People v. Jackson, 23 Ill. 2d 263 (1961)

Nov. 30, 1961 · Illinois Supreme Court · No. 35687
23 Ill. 2d 263

(No. 35687.

The People of the State of Illinois, Defendant in Error, vs. LeRoy Jackson, Plaintiff in Error.

Opinion filed November 30, 1961.

Thomas M. Hills, of Chicago, appointed by the court, for plaintiff in error.

William G. Clark, Attorney General, of Springfield, and Daniel P. Ward, State’s Attorney of Chicago, (Fred G. Leach, Assistant Attorney General, and John T. Gallagher, and Dean H. Bilton, Assistant State’s Attorneys, of counsel,) for the People.

*264Mr. Justice Daily

delivered the opinion of the court:

At a jury trial conducted in the criminal court of Cook County, the defendant, LeRoy Jackson, was convicted of murdering one Louise Jackson, and was sentenced to the penitentiary for a term of 199 years. Upon writ of error to review that judgment he contends the trial court erred in admitting certain evidence, and in instructing the jury.

■ ■ ■ ■

REQUIRED ACTIONS>
1. In the court opinion, what sentence was LeRoy Jackson given after his conviction?
2. Extend the court opinion beyond its final sentence.

SUPPLIED MATERIAL>

■ ■ ■ ■

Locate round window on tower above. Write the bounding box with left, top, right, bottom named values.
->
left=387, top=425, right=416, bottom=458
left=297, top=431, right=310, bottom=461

■ ■ ■ ■

OUTPUTS>
1. A term of 199 years in the penitentiary.

2.
Since the facts are fully set forth in People v. Jackson, 9 Ill.2d 484, it is necessary at this time to repeat only the essential circumstances involved in the charge against defendant. At about 4:00 A.M. on the morning of April 9, 1954, Louise Jackson, who was not related to defendant, was fatally stabbed in her bedrom at 3547 Cottage Grove Avenue, Chicago. The weapon used was a paring knife which had been stolen in the burglary of a nearby home approximately an hour earlier. Defendant was arrested on May 24, 1954, and, the following day, signed a 23-page confession stating in detail how he had acquired the knife in the earlier burglary and then killed Louise Jackson when she resisted his attempt to rob her. A gun found in his possession was likewise identified as one stolen at the same time the knife was taken. At a preliminary hearing on June 2, 1954, without being represented by counsel or advised of his constitutional privilege against self-incrimination, defendant, in answer to questions propounded both by the court and an assistant State’s Attorney, admitted under oath that he had stabbed the victim during the course of a robbery.

When the cause was tried a transcript of the proceedings at the preliminary hearing was admitted into evidence against defendant, and it is his initial contention that this was reversible error in that his constitutional right against self-incrimination was violated. Specifically, the record discloses that defendant was called and sworn at the preliminary hearing at the request of an assistant State’s Attorney, after which the following interrogation occurred:

*265“Q. LeRoy, you know my name is Irving Lang.
A. Yes.
Q. And you know you are in the courtroom of Judge Schiller, is that correct, at this time? And this is the Judge before you, is that correct ?
A. Yes.
Q. LeRoy, at this time, I want to ask you, did you stab Louise Jackson on April 9, 1954?
A. I did.
Q. That is the girl, lady, on 3800, 3857 Cottage, is that correct, approximately ?
A. Yes.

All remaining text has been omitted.